Goal: Output each entry exactly; skip nothing.

Supplied entries:
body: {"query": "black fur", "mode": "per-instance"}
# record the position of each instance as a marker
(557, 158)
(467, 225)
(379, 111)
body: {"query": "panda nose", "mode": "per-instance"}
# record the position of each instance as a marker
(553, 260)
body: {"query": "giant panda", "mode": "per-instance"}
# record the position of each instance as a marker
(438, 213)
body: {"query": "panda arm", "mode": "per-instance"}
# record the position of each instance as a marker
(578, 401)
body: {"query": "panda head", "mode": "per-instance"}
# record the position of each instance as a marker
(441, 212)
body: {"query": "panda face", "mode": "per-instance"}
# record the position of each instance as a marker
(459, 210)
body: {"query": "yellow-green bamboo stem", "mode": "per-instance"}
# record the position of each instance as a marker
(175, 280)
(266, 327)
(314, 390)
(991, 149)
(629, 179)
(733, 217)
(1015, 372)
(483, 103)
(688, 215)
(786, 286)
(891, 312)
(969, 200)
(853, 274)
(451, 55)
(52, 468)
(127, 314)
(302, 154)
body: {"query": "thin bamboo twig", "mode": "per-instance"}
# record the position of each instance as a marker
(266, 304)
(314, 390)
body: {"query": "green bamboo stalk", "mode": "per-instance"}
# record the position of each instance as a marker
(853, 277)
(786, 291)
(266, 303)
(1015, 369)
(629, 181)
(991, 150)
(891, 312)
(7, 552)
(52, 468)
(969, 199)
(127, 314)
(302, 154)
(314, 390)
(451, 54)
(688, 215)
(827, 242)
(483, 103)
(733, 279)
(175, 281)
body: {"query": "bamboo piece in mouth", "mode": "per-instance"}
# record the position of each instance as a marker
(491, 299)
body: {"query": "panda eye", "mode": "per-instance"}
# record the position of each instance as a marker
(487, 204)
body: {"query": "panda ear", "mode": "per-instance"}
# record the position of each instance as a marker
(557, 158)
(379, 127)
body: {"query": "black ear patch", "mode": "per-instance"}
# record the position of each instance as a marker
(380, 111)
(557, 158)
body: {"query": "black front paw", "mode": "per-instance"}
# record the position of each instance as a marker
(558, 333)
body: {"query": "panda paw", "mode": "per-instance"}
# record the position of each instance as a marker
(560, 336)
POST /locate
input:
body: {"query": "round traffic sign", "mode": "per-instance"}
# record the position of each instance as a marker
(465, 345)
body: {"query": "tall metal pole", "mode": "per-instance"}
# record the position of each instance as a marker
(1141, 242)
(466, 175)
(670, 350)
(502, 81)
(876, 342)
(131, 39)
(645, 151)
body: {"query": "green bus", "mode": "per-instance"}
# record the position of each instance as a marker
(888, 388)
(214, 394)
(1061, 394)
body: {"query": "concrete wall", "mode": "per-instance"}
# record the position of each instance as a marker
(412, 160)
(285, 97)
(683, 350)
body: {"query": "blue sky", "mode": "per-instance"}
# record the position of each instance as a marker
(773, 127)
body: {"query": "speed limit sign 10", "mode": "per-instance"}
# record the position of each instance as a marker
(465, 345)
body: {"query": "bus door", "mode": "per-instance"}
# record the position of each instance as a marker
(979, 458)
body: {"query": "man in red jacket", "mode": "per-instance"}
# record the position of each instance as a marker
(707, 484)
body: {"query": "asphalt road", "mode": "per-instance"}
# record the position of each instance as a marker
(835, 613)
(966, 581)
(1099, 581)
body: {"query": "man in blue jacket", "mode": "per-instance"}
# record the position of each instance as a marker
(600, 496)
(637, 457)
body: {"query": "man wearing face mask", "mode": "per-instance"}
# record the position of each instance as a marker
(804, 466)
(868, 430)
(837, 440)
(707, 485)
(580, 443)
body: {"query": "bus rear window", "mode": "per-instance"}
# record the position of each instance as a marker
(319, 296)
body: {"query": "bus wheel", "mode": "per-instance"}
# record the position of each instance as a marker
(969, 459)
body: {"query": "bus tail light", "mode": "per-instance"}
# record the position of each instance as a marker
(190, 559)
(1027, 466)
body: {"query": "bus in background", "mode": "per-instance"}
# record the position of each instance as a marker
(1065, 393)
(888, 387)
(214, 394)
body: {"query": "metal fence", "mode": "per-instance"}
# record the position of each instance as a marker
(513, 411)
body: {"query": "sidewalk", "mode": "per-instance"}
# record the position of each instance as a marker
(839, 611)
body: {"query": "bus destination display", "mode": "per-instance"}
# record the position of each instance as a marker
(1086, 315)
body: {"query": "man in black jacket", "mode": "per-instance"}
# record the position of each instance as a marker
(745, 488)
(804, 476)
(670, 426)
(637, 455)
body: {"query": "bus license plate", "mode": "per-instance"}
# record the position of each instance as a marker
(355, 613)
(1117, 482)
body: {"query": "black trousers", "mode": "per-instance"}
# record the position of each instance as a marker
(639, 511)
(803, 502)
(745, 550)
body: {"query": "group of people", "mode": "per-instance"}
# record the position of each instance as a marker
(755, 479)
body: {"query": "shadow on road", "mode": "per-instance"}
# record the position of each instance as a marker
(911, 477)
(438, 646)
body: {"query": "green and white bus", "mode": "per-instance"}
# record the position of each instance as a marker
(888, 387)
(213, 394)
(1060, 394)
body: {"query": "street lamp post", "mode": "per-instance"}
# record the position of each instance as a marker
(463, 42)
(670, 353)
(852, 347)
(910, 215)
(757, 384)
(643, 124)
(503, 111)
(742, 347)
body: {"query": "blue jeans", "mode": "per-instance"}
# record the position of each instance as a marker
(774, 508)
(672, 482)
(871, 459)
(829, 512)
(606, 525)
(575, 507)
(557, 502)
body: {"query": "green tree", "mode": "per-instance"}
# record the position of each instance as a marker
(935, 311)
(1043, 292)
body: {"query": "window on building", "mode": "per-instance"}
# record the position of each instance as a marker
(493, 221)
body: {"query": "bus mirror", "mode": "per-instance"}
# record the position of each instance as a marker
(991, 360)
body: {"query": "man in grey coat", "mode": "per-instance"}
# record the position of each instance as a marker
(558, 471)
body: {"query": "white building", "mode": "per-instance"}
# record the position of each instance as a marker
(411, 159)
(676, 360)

Worked answer:
body: {"query": "black fur", "mode": "per-instance"}
# record the position of each instance as a marker
(557, 158)
(467, 225)
(379, 111)
body: {"query": "panda nose", "mode": "per-instance"}
# record the position of each instance as a marker
(553, 260)
body: {"query": "giant panda", "mode": "per-instance"}
# record the position of each instance as a marker
(438, 213)
body: {"query": "panda arm", "mode": "per-instance"}
# record the position of each instance as a marker
(578, 401)
body: {"query": "panda head", "mode": "per-instance"}
# record the position of each instance as a marker
(441, 212)
body: {"query": "panda face", "mode": "per-instance"}
# record the position of each instance as a marker
(459, 210)
body: {"query": "yellow-green bamboo stem", "mode": "per-instance"}
# record the position of each instance as a marker
(175, 280)
(266, 327)
(314, 390)
(991, 149)
(629, 179)
(733, 217)
(1015, 372)
(483, 103)
(688, 215)
(786, 286)
(891, 312)
(969, 200)
(853, 274)
(451, 55)
(52, 468)
(127, 314)
(302, 154)
body: {"query": "thin bamboo twig", "mode": "per-instance"}
# record the position of each instance as a marker
(266, 304)
(314, 390)
body: {"query": "green bamboo stalk", "mode": "per-instance"}
# record the position of each instance as a marker
(853, 277)
(786, 291)
(266, 303)
(1015, 369)
(629, 181)
(991, 150)
(891, 312)
(7, 552)
(52, 468)
(969, 199)
(127, 314)
(302, 154)
(314, 390)
(451, 54)
(688, 215)
(827, 242)
(483, 103)
(733, 279)
(175, 281)
body: {"query": "bamboo piece in mouth", "mode": "per-instance"}
# record the position of each instance as a marker
(491, 299)
body: {"query": "panda eye", "mode": "per-instance"}
# record the position of each instance as a marker
(487, 204)
body: {"query": "panda ear", "mode": "per-instance"}
# record the position of each instance as a marker
(557, 158)
(379, 127)
body: {"query": "black ear patch", "mode": "per-instance"}
# record the position of each instance as a marker
(380, 111)
(557, 158)
body: {"query": "black front paw", "mode": "per-instance"}
# record the position of each instance as a marker
(558, 333)
body: {"query": "panda paw", "mode": "per-instance"}
# record the position of each instance as a marker
(560, 336)
POST /locate
input:
body: {"query": "round traffic sign", "mode": "per-instance"}
# record the position of each instance as a marker
(465, 345)
body: {"query": "tall metal pole", "mode": "per-instance"}
# record the position of each instance as a marker
(1141, 242)
(466, 175)
(670, 350)
(502, 81)
(876, 342)
(131, 39)
(645, 151)
body: {"query": "green bus", "mode": "per-instance"}
# record the position of each instance as a marker
(888, 388)
(214, 394)
(1061, 394)
body: {"query": "concrete wall", "mode": "per-instance"}
# record the position of each instance as a marker
(412, 160)
(285, 97)
(683, 350)
body: {"query": "blue sky", "mode": "per-instance"}
# record the position of each instance as a marker
(773, 127)
body: {"query": "speed limit sign 10", "mode": "per-instance"}
# record the position of each instance as a marker
(465, 345)
body: {"query": "bus door", "mode": "per-instance"}
# record the position of each instance as a marker
(979, 458)
body: {"query": "man in red jacket", "mode": "per-instance"}
# record the position of each instance as a marker
(707, 484)
body: {"query": "asphalt road", "mode": "per-instance"}
# record the position of each instance as a marker
(835, 613)
(966, 581)
(1099, 581)
body: {"query": "man in blue jacket", "mode": "per-instance"}
# record the position of each instance as a marker
(600, 496)
(637, 457)
body: {"query": "man wearing face mask", "mode": "per-instance"}
# record the position of each instance as a marker
(804, 466)
(868, 430)
(837, 440)
(707, 485)
(580, 443)
body: {"query": "bus rear window", "mode": "per-instance"}
# record the position of each instance as a marker
(319, 296)
body: {"query": "bus wheel", "mode": "per-instance"}
# record the position of each instance as a marker
(969, 459)
body: {"query": "bus tail light", "mode": "per-instance"}
# record the position of each instance as a marker
(190, 559)
(1027, 466)
body: {"query": "bus in background", "mode": "per-instance"}
# record the position of each instance as a marker
(1065, 393)
(888, 387)
(214, 394)
body: {"query": "metal fence", "mode": "per-instance"}
# record the position of each instance as a marker
(513, 411)
body: {"query": "sidewalk", "mode": "per-instance"}
# record the position of each instance as a marker
(839, 611)
body: {"query": "bus destination display", "mode": "per-instance"}
# record the position of each instance as a marker
(1086, 315)
body: {"query": "man in black jacket", "mode": "per-instance"}
# record the position of each instance as a marker
(745, 488)
(804, 476)
(670, 426)
(637, 455)
body: {"query": "bus license plate", "mode": "per-instance"}
# record the position of each instance as a marker
(355, 613)
(1117, 482)
body: {"query": "black trousers", "mode": "per-instance"}
# record the position of each instance as a marker
(639, 511)
(803, 502)
(745, 550)
body: {"query": "group of people", "mode": "per-instance"}
# record the position of each instance as a marker
(755, 479)
body: {"query": "shadow on road", "mode": "per-instance"}
# record the position of each instance as a marker
(911, 477)
(438, 646)
body: {"query": "green and white bus", "mode": "per-instance"}
# record the position of each instance as a marker
(888, 387)
(213, 394)
(1060, 394)
body: {"query": "street lamp post", "mode": "per-instance"}
# record the position of each instance as a marker
(463, 42)
(670, 353)
(852, 347)
(910, 215)
(757, 384)
(643, 124)
(503, 111)
(742, 347)
body: {"query": "blue jeans", "mode": "per-instance"}
# record the position of each instance as a marker
(774, 508)
(672, 482)
(871, 459)
(829, 512)
(606, 525)
(575, 507)
(557, 502)
body: {"query": "green tree", "mode": "per-instance"}
# record the position of each instance as a marker
(935, 311)
(1043, 292)
body: {"query": "window on building", "mode": "per-instance"}
# record the position of each instance as a marker
(493, 221)
body: {"query": "bus mirror", "mode": "per-instance"}
# record the position of each instance as a marker
(991, 360)
body: {"query": "man in grey coat", "mode": "per-instance"}
# record the position of each instance as a marker
(558, 471)
body: {"query": "white building", "mode": "per-instance"}
# record the position of each instance as a marker
(411, 159)
(676, 360)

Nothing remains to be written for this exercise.